Detalhes da tarefa: Quais linhas dos registros abaixo contêm a palavra "street"? Identifique-as e copie cada uma delas.

Registros brutos:
————————
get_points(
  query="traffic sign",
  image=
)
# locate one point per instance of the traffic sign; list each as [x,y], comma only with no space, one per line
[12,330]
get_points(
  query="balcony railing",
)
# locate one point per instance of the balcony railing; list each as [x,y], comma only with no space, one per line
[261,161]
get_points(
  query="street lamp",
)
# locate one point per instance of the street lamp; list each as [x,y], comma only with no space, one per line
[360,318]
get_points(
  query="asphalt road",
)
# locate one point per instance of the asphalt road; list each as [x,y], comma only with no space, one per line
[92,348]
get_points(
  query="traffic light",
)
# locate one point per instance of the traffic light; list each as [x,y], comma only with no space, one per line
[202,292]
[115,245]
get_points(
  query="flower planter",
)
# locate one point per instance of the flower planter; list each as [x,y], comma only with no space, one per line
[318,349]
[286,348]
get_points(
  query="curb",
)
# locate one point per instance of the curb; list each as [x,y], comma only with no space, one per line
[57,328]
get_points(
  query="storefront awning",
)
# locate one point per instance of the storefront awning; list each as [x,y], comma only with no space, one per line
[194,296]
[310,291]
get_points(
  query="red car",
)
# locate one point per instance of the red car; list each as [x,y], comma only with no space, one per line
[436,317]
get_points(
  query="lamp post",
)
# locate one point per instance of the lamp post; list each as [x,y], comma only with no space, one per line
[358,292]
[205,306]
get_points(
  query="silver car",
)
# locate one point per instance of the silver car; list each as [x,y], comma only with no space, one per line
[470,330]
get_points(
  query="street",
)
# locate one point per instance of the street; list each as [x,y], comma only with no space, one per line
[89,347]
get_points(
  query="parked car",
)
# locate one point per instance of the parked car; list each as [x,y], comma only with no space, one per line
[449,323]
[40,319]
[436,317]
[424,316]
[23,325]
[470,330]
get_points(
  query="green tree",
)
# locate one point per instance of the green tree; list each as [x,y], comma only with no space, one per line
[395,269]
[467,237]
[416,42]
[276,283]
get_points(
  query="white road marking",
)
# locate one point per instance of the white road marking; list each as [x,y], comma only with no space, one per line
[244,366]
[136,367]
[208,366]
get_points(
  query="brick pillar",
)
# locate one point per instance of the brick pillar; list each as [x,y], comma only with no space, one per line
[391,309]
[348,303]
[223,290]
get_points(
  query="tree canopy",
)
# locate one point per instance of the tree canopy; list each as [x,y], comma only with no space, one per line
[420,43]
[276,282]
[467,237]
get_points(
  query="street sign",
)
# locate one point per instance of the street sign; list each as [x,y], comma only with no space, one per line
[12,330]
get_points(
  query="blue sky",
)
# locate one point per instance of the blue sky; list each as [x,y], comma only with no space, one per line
————————
Saída completa:
  query="street lamp",
# locate one point per instance of the street lamp; list each as [x,y], comma only with no space, one per line
  query="street",
# locate one point per instance of the street; list each as [x,y], comma only with no space, one per line
  query="street sign",
# locate one point per instance of the street sign; list each as [x,y], comma only with no space, one per line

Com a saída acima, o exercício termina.